Llewellyn's 2016 Witches' CompanionThis year one of my goals was to read more, specifically on witchcraft and paganism. I picked up several 2016 full-year books to see which would resonate with me the most. Llewellyn’s 2016 Witches’ Companion: An Almanac for Contemporary Living is the first I’ve read through completely and I have to say that I love it. I have also decided to post reviews here to help other people sort through the huge amounts of pagan/witchcraft books available and assist you in making decisions about which witch books to add to your magickal library.

I wasn’t sure what I was expecting from the 2016 Witches’ Companion, but whatever I was expecting it definitely wasn’t that. The Companion is a series of interesting articles that range between 8 to 13 pages long that take up debates and interesting issues in the pagan community and explore them in a well-written and thoughtful way. Not all of the articles will resonate with you, but that’s okay, because the wide variety of articles means that something almost certainly will touch you, and you might learn about something you have never considered before. It’s also diverse enough that an eclectic pagan like myself, who does not follow one path religiously (pardon the pun) will feel welcome. Instead of speaking in endless generalities I’ve decided to give more information and specific reviews of my favorite articles and how they impacted me and my practice (reviewed in order of occurrence in the book):

“The Path of a Priestess” by Stephanie Woodfield

This article discusses what it truly means to become a priestess and dedicate oneself to one particularly god/dess. Woodfield is a priestess of Morrigan, who does not resonate with me specifically, but my High School best friend and coven leader did follow Morrigan (if I’m remembering correctly). What I got out of this article was more diaphanous in that it made me consider dedicating my work to one goddess specifically. Woodfield also wrote a book called Drawing Down the Sun that I picked up at Barnes and Noble yesterday because I’m extremely drawn to sun goddesses.

“We Are Everywhere: Finding Pagans in the Wild” by Laurel Reufner

This article made me think seriously about “coming out of the broom closet.” Like so many pagans I’ve had some uncomfortable experiences because of my beliefs, but as an adult I feel more of a pull to be an example for young witches, and part of that is being out in the open. Amazingly, coming out to my father (who is gay) was great, he was so much more supportive than I expected. Even more surprisingly, one of my good friends practices as well, and I had no idea! I have this article to thank for giving me the push I needed to inch out into the open.

Entries provided:
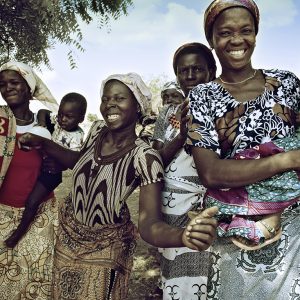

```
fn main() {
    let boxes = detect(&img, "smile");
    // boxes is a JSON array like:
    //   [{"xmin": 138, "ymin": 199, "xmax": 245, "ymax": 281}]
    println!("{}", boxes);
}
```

Things to do:
1. In the review, how long are the articles in the 2016 Witches' Companion?
2. Copy out everything in the review from "Llewellyn's 2016 Witches'" down to "your magickal library.".

Numbered answers:
1. They range between 8 and 13 pages long.

2.
Llewellyn's 2016 Witches' CompanionThis year one of my goals was to read more, specifically on witchcraft and paganism. I picked up several 2016 full-year books to see which would resonate with me the most. Llewellyn’s 2016 Witches’ Companion: An Almanac for Contemporary Living is the first I’ve read through completely and I have to say that I love it. I have also decided to post reviews here to help other people sort through the huge amounts of pagan/witchcraft books available and assist you in making decisions about which witch books to add to your magickal library.